Abdellatif Kechiche a obtenu la Palme d'Or au Festival de Cannes pour son film « La vie d'Adèle ». Une histoire d'amour entre deux adolescentes.
Kechiche sera considéré comme Français (ou faux Tunisien) par les-uns et Tunisien à part entière par d'autres. Son film déclenchera à coup sûr la polémique, surtout s'il est interdit de diffusion en Tunisie et ceci n'est pas exclu.
On va l'épingler en l'accusant d'encourager la décadence morale et de porter atteinte aux « valeurs nobles de l'islam » avec des images dépravantes que l'Occident veut nous imposer. En cet instant, il n'est pas exclu que le film soit interdit de diffusion en Tunisie.
Kechiche s'apprête à la censure d'ailleurs et s'est déjà dit prêt à supprimer des scènes qui pourraient susciter la controverse. Une telle autocensure lui vaudra à coup sûr des critiques de tous genres.
Mehdi Mabrouk, ministre de la Culture, est devant un vrai dilemme. S'il interdit le film, il sera taxé par tous les chantres de la liberté d'expression d'obscurantisme et de jouer le jeu d'Ennahdha. S'il l'autorise, il sera taxé d'encourager la dépravation et le projet « sioniste » de l'Occident.
Connaissant Mehdi Mabrouk, je suis persuadé que s'il n'était pas ministre, il aura été aux premiers rangs de ceux qui applaudissent le film. Mais vu qu'il est là où il est, il doit mettre ses propres valeurs dans sa poche et adopter celles que ses maîtres vont décider pour lui.
En attendant l'issue de ce nouveau feuilleton, deux faits indéniables : Kechiche est Tunisien qu'on le veuille ou pas. Son film ne répond pas à une problématique d'actualité en Tunisie, mais il répond à une problématique en France liée au mariage pour tous.
Amina du Mouvement Femen est en prison. Motif officiel : elle se trimballait avec une arme blanche qui consiste en cette bombe à gaz qu'on utilise pour l'auto-défense.
Motif réel, d'après la déclaration totalement diffamatoire et mensongère du gouverneur de Kairouan : Amina s'apprêtait à montrer ses seins en public, à atteindre les bonnes mœurs et les traditions arabo-musulmanes.

Les données
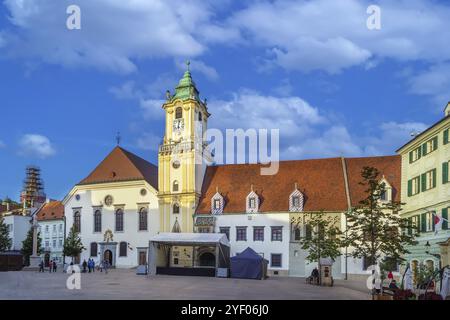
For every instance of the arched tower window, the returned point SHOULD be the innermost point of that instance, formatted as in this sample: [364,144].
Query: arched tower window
[178,113]
[77,221]
[97,221]
[93,249]
[119,220]
[123,249]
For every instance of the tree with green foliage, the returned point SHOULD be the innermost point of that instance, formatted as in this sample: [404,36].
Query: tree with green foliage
[5,240]
[27,246]
[375,229]
[323,239]
[73,245]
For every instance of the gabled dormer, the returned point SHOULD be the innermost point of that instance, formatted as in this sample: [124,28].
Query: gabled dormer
[386,196]
[217,203]
[296,200]
[252,202]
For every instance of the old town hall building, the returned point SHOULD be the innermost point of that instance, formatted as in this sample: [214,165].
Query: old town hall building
[126,201]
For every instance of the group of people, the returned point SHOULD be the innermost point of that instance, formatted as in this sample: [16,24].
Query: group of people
[89,266]
[52,266]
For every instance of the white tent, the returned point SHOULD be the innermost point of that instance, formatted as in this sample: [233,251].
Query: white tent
[158,255]
[191,238]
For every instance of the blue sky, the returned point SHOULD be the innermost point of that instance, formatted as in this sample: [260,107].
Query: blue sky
[310,68]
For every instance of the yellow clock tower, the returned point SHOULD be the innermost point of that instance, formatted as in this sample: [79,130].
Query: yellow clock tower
[182,157]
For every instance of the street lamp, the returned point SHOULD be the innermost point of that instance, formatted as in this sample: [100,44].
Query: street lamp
[437,256]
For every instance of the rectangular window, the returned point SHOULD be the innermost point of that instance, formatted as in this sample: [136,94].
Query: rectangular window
[258,233]
[296,201]
[445,172]
[226,231]
[277,233]
[415,155]
[429,221]
[275,260]
[429,180]
[430,146]
[446,136]
[414,186]
[241,233]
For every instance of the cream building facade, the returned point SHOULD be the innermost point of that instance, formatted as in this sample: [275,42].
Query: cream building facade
[426,192]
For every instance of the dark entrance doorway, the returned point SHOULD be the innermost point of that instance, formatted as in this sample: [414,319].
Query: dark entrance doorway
[207,259]
[107,255]
[47,260]
[142,258]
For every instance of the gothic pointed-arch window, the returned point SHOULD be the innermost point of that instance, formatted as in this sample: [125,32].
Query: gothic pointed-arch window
[123,249]
[143,219]
[93,249]
[98,221]
[252,204]
[176,208]
[178,113]
[217,203]
[77,221]
[119,220]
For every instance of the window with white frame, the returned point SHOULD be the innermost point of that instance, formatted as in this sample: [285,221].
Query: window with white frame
[252,203]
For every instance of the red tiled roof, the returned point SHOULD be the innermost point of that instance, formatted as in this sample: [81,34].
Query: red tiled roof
[51,211]
[389,166]
[320,180]
[122,165]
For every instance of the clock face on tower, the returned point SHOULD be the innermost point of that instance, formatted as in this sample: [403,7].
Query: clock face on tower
[178,125]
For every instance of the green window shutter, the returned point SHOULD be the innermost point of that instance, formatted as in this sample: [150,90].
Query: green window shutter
[445,172]
[424,149]
[423,182]
[434,178]
[445,216]
[423,222]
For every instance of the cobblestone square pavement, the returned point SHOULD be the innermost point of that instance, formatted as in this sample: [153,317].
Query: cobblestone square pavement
[125,284]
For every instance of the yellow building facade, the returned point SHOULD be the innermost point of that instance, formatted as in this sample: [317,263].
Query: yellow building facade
[183,156]
[426,192]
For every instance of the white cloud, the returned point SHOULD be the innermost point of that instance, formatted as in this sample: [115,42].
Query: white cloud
[332,35]
[148,141]
[434,82]
[36,145]
[306,131]
[152,108]
[113,32]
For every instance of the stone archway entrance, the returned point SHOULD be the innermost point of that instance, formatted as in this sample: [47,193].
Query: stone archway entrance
[107,256]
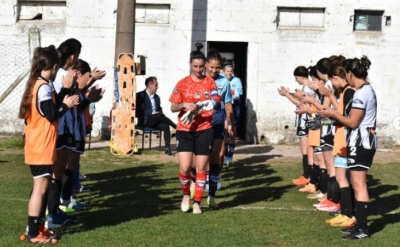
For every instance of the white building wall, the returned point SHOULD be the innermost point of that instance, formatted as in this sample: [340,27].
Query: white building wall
[273,52]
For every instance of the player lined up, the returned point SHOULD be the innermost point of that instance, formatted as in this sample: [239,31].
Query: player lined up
[53,108]
[343,113]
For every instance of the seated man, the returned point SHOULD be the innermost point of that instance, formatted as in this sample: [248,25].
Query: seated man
[149,111]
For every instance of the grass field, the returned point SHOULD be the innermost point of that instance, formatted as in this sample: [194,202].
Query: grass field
[134,202]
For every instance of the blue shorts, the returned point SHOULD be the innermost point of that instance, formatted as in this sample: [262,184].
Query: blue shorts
[219,131]
[219,117]
[340,161]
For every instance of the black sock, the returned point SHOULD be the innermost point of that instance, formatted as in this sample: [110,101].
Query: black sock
[323,180]
[335,190]
[33,226]
[54,196]
[42,214]
[306,171]
[67,187]
[361,214]
[193,174]
[346,202]
[314,174]
[213,179]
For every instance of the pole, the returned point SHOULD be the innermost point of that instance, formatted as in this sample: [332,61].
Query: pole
[125,33]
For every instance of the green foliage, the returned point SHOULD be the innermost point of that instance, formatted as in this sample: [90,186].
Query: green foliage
[135,201]
[12,142]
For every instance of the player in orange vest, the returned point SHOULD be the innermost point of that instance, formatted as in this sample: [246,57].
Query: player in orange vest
[40,112]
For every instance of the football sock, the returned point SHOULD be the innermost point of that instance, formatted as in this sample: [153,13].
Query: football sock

Consigne 1
Résumez le document en deux phrases.
Consigne 2
Relevez toutes les lignes des données qui contiennent la chaîne « dormer », en respectant la casse.

Réponse 1
Abdellatif Kechiche a obtenu la Palme d'Or au Festival de Cannes pour « La vie d'Adèle », une histoire d'amour entre deux adolescentes, et il n'est pas exclu que le film soit interdit de diffusion en Tunisie, où le ministre de la Culture, Mehdi Mabrouk, est devant un vrai dilemme. Par ailleurs, Amina du Mouvement Femen est en prison, avec pour motif officiel le port d'une bombe à gaz d'auto-défense.

Réponse 2
For every instance of the gabled dormer, the returned point SHOULD be the innermost point of that instance, formatted as in this sample: [124,28].
Query: gabled dormer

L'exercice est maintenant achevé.